§ TASKS TO PERFORM:
[1] In the cloud providers transcript, what market share does AWS hold?
[2] Reproduce the passage of the cloud providers transcript starting with "Jordan: Today we're" and going on through "what's losing relevance.".

§ TEXT SECTION:

Cloud Providers in 2025 - Platform Abstractions, GPU Dynamics, and the New Multi-Cloud Reality

The Platform Engineering Playbook Podcast

Duration: 25-30 minutes Speakers: Alex and Jordan Target Audience: Senior platform engineers, SREs, DevOps engineers with 5+ years experience

📝 Read the technical guide: Cloud Platforms - Comprehensive overview of AWS, Azure, GCP, and emerging cloud providers with learning resources and best practices.

🎥 Watch on YouTube

Jordan: Today we're diving deep into the cloud provider landscape, and we're going way beyond the usual AWS versus Azure versus GCP debate. We're talking about why companies like Cloudflare are becoming cloud providers, why Hetzner is suddenly cool again, and what the rise of specialized platforms means for your architecture decisions.

Alex: We'll also talk about why "multi-cloud" means something completely different in 2025 than it did five years ago. Spoiler alert: it's not about avoiding vendor lock-in anymore. Plus, we'll cover what skills matter now and what's becoming table stakes versus what's losing relevance.

Jordan: So let's start with the big picture. AWS still dominates at 32% market share, but that number is misleading. If you look at new application deployments, the picture is much more fragmented.

Alex: Exactly. How many new apps are actually deploying directly to EC2 or vanilla Kubernetes these days? Everyone's using some kind of platform abstraction. Whether that's Vercel for frontend, Fly.io for full-stack, or Railway for startups.

Jordan: Right. The actual compute might be running on AWS, but developers aren't interfacing with AWS directly anymore.

Alex: And this is where things get really interesting. We're seeing this bifurcation where infrastructure teams are going deeper into the primitives—bare metal Kubernetes, custom operators, service mesh everything—while application teams are going higher level.

Jordan: The cloud providers are responding differently to this split. AWS is trying to serve both markets with everything from Lightsail for simplicity to Outposts for hybrid. Azure is leaning hard into the enterprise integration story. But Google, they're doing something fascinating.

Alex: Google's basically saying "we're not going to compete on breadth, we're going to compete on depth." BigQuery, Spanner, their AI slash ML stack—these aren't services, they're entire platforms.

§ DATASET EXCERPT:
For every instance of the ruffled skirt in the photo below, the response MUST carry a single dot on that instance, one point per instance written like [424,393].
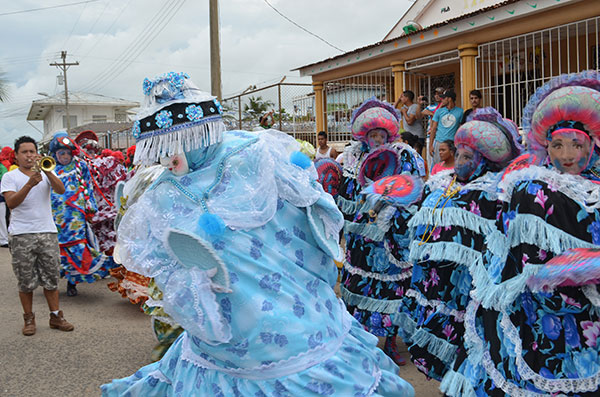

§ WRITTEN RESPONSES:
[1] AWS holds 32% market share.

[2]
Jordan: Today we're diving deep into the cloud provider landscape, and we're going way beyond the usual AWS versus Azure versus GCP debate. We're talking about why companies like Cloudflare are becoming cloud providers, why Hetzner is suddenly cool again, and what the rise of specialized platforms means for your architecture decisions.

Alex: We'll also talk about why "multi-cloud" means something completely different in 2025 than it did five years ago. Spoiler alert: it's not about avoiding vendor lock-in anymore. Plus, we'll cover what skills matter now and what's becoming table stakes versus what's losing relevance.